------ Исходные данные ------

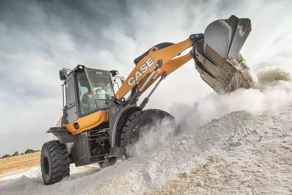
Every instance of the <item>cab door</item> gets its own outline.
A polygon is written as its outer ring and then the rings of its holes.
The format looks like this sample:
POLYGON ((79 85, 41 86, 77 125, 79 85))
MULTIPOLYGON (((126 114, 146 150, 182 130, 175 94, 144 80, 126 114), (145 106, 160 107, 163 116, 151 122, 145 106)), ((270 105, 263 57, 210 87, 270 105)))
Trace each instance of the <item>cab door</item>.
POLYGON ((75 95, 75 79, 73 73, 68 75, 68 79, 65 85, 66 106, 64 110, 64 121, 65 124, 71 123, 77 120, 77 104, 75 95))

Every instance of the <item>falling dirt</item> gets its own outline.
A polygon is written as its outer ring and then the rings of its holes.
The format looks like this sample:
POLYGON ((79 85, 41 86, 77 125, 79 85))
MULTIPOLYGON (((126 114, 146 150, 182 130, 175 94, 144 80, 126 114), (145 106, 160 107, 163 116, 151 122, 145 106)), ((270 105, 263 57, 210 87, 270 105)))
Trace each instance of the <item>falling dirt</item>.
POLYGON ((236 60, 239 64, 241 72, 236 72, 226 89, 230 92, 240 88, 254 88, 256 85, 256 78, 252 74, 250 68, 246 65, 245 60, 238 53, 236 60))

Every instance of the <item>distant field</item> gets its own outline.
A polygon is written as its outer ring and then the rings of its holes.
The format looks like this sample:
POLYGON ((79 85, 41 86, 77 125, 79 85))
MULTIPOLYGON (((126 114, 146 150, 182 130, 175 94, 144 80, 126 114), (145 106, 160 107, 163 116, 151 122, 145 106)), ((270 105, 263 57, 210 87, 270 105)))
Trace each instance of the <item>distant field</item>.
POLYGON ((18 169, 25 170, 40 164, 41 152, 0 159, 0 177, 18 169))

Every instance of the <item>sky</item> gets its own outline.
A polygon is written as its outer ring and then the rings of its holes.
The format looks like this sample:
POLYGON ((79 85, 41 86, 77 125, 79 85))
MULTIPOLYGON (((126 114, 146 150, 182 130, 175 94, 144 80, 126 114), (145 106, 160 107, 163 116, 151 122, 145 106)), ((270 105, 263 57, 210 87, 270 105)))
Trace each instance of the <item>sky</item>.
MULTIPOLYGON (((1 1, 0 134, 38 135, 55 125, 62 113, 63 68, 117 70, 125 78, 134 60, 152 47, 203 33, 232 14, 251 20, 240 52, 249 66, 290 65, 291 7, 289 0, 1 1)), ((145 108, 167 111, 213 91, 192 60, 163 81, 145 108)))

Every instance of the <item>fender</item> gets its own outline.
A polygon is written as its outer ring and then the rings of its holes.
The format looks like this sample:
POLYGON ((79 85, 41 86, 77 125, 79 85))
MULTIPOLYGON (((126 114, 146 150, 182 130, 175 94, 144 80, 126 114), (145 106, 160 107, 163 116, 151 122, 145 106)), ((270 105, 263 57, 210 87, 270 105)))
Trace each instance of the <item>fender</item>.
POLYGON ((112 148, 118 147, 119 146, 119 143, 117 141, 119 140, 119 138, 118 136, 116 136, 117 134, 118 134, 118 131, 119 129, 125 125, 127 121, 127 119, 133 113, 141 110, 142 109, 141 108, 136 105, 127 106, 122 109, 117 117, 112 130, 112 148))
POLYGON ((73 135, 69 134, 62 127, 51 127, 46 133, 50 133, 57 137, 61 143, 67 143, 78 141, 78 135, 73 135))

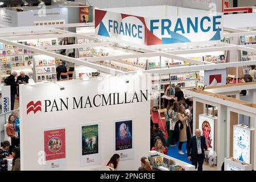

------

» **Задание**: Перепишите строки списка, начиная с самой первой и до строки с "POLYGON ((236 60, 239" включительно, вместе с запросами, сдвинув координаты в ответах: прибавьте −95 к каждому их числу, а запросы и образцы формата оставьте без изменений. Картинки в ответ не включайте.

» **Результат**:
Every instance of the <item>cab door</item> gets its own outline.
A polygon is written as its outer ring and then the rings of its holes.
The format looks like this sample:
POLYGON ((79 85, 41 86, 77 125, 79 85))
MULTIPOLYGON (((126 114, 146 150, 182 130, 175 94, 144 80, 126 114), (145 106, 160 107, 163 116, 151 122, 145 106)), ((270 105, 263 57, 210 87, 270 105)))
Trace each instance of the <item>cab door</item>.
POLYGON ((-20 0, -20 -16, -22 -22, -27 -20, -27 -16, -30 -10, -29 11, -31 15, -31 26, -30 29, -24 28, -18 25, -18 9, -20 0))

Every instance of the <item>falling dirt</item> gets its own outline.
A polygon is written as its outer ring and then the rings of its holes.
The format looks like this sample:
POLYGON ((79 85, 41 86, 77 125, 79 85))
MULTIPOLYGON (((126 114, 146 150, 182 130, 175 94, 144 80, 126 114), (145 106, 160 107, 163 116, 151 122, 145 106)), ((270 105, 263 57, 210 87, 270 105)))
Trace each instance of the <item>falling dirt</item>.
POLYGON ((141 -35, 144 -31, 146 -23, 141 -23, 131 -6, 135 -3, 145 -7, 159 -7, 161 -10, 161 -17, 157 -21, 155 -27, 151 -30, 150 -35, 143 -42, 141 -35))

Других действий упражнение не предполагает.